### Instructions for the task
Your task is to reproduce the entries below word for word.

### Records to process
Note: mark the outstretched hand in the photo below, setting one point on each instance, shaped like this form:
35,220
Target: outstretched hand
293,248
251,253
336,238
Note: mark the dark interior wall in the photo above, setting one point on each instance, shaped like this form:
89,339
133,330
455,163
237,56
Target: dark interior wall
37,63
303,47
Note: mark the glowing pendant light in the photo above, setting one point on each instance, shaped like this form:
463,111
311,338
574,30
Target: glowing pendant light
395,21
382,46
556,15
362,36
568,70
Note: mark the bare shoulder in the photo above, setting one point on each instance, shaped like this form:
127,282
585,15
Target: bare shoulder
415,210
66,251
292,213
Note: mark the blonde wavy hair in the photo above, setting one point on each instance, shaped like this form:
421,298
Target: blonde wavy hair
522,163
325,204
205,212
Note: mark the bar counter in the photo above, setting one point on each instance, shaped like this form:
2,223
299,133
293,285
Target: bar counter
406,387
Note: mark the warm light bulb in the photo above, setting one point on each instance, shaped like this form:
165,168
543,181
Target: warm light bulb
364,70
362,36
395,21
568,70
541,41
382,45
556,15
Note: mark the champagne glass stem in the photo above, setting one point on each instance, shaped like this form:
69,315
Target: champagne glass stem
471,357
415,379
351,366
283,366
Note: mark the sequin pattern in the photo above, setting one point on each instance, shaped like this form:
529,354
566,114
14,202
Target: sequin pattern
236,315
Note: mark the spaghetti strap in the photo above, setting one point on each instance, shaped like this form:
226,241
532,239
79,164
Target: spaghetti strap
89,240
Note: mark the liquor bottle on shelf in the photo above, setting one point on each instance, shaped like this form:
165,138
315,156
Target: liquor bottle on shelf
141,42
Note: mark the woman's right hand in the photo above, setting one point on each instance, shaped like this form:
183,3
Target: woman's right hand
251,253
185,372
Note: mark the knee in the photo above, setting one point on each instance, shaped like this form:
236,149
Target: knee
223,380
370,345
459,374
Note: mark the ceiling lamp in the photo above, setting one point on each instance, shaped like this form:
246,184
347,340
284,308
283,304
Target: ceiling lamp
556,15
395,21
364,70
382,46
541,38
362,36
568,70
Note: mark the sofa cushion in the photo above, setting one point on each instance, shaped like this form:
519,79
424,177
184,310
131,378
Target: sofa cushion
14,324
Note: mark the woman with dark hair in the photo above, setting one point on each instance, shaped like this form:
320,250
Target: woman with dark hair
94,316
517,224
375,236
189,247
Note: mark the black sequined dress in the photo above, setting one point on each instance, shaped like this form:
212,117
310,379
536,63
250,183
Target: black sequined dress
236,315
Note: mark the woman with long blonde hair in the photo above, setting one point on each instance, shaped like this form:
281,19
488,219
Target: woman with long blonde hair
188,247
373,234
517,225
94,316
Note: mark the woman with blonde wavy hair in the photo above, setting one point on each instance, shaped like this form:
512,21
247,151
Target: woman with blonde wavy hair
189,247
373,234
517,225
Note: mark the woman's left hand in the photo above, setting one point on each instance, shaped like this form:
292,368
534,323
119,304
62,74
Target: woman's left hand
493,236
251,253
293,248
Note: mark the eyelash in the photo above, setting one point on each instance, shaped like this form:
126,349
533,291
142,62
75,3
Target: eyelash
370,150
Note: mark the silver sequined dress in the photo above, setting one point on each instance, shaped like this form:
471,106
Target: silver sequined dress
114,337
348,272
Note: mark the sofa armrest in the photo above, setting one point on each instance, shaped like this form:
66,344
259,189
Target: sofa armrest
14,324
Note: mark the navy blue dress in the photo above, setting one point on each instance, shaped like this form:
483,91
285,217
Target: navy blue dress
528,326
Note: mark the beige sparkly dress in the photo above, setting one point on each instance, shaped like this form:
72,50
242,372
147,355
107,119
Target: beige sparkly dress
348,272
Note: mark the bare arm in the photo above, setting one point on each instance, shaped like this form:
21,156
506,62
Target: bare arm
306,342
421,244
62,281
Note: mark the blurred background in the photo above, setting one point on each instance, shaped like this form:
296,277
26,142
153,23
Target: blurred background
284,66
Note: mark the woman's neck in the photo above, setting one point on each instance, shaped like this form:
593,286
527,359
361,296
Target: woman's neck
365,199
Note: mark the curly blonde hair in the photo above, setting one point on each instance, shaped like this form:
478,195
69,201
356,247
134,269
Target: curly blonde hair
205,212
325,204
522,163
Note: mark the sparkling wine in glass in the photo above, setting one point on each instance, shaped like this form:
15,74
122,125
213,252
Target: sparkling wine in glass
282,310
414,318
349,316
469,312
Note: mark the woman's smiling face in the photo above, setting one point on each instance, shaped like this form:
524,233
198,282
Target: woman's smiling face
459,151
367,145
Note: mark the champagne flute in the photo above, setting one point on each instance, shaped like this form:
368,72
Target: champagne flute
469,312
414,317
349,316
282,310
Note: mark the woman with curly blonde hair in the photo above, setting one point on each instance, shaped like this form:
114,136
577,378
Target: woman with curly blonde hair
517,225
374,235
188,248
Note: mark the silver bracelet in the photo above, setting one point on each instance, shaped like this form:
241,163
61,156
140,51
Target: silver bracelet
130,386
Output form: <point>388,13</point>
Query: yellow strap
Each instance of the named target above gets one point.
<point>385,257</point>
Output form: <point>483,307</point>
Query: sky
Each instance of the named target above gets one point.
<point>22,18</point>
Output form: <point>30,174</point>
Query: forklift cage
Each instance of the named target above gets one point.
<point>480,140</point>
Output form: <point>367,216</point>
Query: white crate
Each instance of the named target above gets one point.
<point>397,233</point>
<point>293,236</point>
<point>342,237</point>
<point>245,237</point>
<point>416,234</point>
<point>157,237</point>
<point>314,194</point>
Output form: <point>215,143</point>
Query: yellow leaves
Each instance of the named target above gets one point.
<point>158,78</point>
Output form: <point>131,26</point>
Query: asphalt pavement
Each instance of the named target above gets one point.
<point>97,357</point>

### Completed task
Note: mark the outstretched hand in the photo below, setting one point on each instance, shaped like this form:
35,220
Target: outstretched hand
293,248
251,253
336,238
Note: mark the dark interior wall in the photo above, setting one point on each instance, shaped like this form:
89,339
133,330
455,163
237,56
Target: dark interior wall
37,63
303,47
Note: mark the glowing pendant light in the photo above, setting one point on each instance, shaped like this form:
463,111
311,338
574,30
Target: glowing pendant light
395,21
382,46
556,15
362,36
568,70
Note: mark the bare shoulder in the photo above, setting one point on each instance, shaped like this form:
127,282
585,15
Target: bare shoulder
415,210
66,251
292,213
Note: mark the blonde wavy hair in the photo above, setting one point on each instance, shaped like this form:
421,298
Target: blonde wavy hair
522,163
325,204
205,212
Note: mark the bar counter in the photo above, setting one point on each instance, shaped like this form:
2,223
299,133
293,285
Target: bar counter
406,387
Note: mark the warm light bulb in the photo above, setting one point on each instance, shaped like this form:
165,168
543,181
Target: warm light bulb
364,70
362,36
395,21
568,70
541,41
382,45
556,15
Note: mark the champagne glass stem in the photo above, setting one point on each instance, shaped like this form:
69,315
Target: champagne glass stem
471,357
415,379
351,366
283,366
Note: mark the sequin pattern in the photo above, setting one point on each instance, shaped like this form:
529,354
566,114
14,202
Target: sequin pattern
236,315
Note: mark the spaghetti strap in the photo above, setting one point on each instance, shaped like this form:
226,241
532,239
79,164
Target: spaghetti strap
89,240
Note: mark the liquor bottle on shelf in the photo above, setting one point on each instance, shaped like this form:
165,138
315,156
Target: liquor bottle on shelf
141,42
Note: mark the woman's right hand in the photo above, setting one point on each instance, shaped like this form:
183,3
Target: woman's right hand
251,253
185,372
Note: mark the knee in the photo above, setting one point on each instance, shaped like this form:
236,149
Target: knee
223,380
370,345
459,374
Note: mark the ceiling lamp in the photo above, setting one point on each instance, shaped like this form:
246,184
347,340
284,308
283,304
Target: ceiling lamp
556,15
395,21
364,70
382,46
541,38
362,36
568,70
Note: mark the sofa cushion in the photo above, setting one point on each instance, shaped like this form:
519,79
424,177
184,310
131,378
Target: sofa cushion
14,324
Note: mark the woman with dark hair in the photo above, setting one point on each instance, shaped like this form:
320,250
Target: woman with dark hair
94,316
517,224
375,236
189,247
Note: mark the black sequined dress in the photo above, setting one point on each instance, shaped like this form:
212,117
310,379
536,63
250,183
Target: black sequined dress
236,315
Note: mark the woman with long blonde hair in the photo above, setting one point on each instance, shaped like this form:
281,19
488,219
Target: woman with long blonde hair
188,247
373,234
517,225
94,316
Note: mark the woman with blonde wavy hair in the photo above, setting one point on each instance, shaped like this form:
512,21
247,151
Target: woman with blonde wavy hair
189,247
373,234
517,225
Note: mark the woman's left hand in the photo above, setting one point on each instance, shaped like this form:
292,368
534,323
119,304
62,74
Target: woman's left hand
493,236
251,253
293,248
Note: mark the eyelash in the photo above, setting one point on each instance, shaped like this form:
126,349
533,291
142,62
75,3
Target: eyelash
370,150
Note: mark the silver sequined dress in the photo above, setting one point on each instance, shaped like this form:
471,106
Target: silver sequined dress
114,337
348,272
Note: mark the sofa armrest in the photo above, setting one point on each instance, shaped like this form:
66,344
259,189
Target: sofa armrest
14,324
Note: mark the navy blue dress in the photo above, setting one point on each instance, shaped like this form:
483,91
285,217
Target: navy blue dress
528,326
Note: mark the beige sparkly dress in the photo above, setting one point on each instance, shaped like this form:
72,50
242,372
147,355
107,119
Target: beige sparkly dress
348,272
Note: mark the bare arm in the photo above, setting one point on each instance, shaped like this form:
21,156
506,62
Target: bare arm
306,342
421,244
62,281
Note: mark the blurred background in the photo above, setting one point on each instance, shaped like this form:
296,277
26,142
153,23
Target: blurred background
284,66
Note: mark the woman's neck in the photo above, setting one point on each instance, shaped like this form:
593,286
527,359
361,296
Target: woman's neck
365,199
Note: mark the curly blonde hair in the photo above, setting one point on each instance, shaped like this form:
478,195
69,201
356,247
134,269
Target: curly blonde hair
205,212
325,204
522,163
Note: mark the sparkling wine in glass in the photo above, setting one point on each instance, shaped like this form:
15,74
122,125
213,252
Target: sparkling wine in glass
282,310
414,318
349,316
469,312
Note: mark the woman's smiling face in the photo above, setting one point on each instance, shaped like this form:
524,233
198,282
Target: woman's smiling face
459,151
367,145
Note: mark the champagne flute in the photo above, setting one point on each instance, shaped like this form:
368,72
Target: champagne flute
469,312
414,317
349,316
282,310
Note: mark the woman with curly blonde hair in the photo above, setting one point on each instance, shaped like this form:
114,136
577,378
Target: woman with curly blonde hair
517,225
374,235
188,248
Note: mark the silver bracelet in the photo above, setting one point on each instance, shaped like this form:
241,163
61,156
140,51
Target: silver bracelet
130,386
Output form: <point>388,13</point>
Query: yellow strap
Each instance of the named target above gets one point.
<point>385,257</point>
Output form: <point>483,307</point>
Query: sky
Each instance of the named target above gets one point.
<point>22,18</point>
Output form: <point>30,174</point>
Query: forklift cage
Each instance of the named target above gets one point.
<point>480,140</point>
Output form: <point>367,216</point>
Query: white crate
Each instance of the named target above gets one point.
<point>397,233</point>
<point>293,236</point>
<point>342,237</point>
<point>245,237</point>
<point>416,234</point>
<point>157,237</point>
<point>314,194</point>
Output form: <point>215,143</point>
Query: yellow leaves
Each instance of the named target above gets one point.
<point>158,78</point>
Output form: <point>131,26</point>
Query: asphalt pavement
Each instance of the named target above gets one point.
<point>97,357</point>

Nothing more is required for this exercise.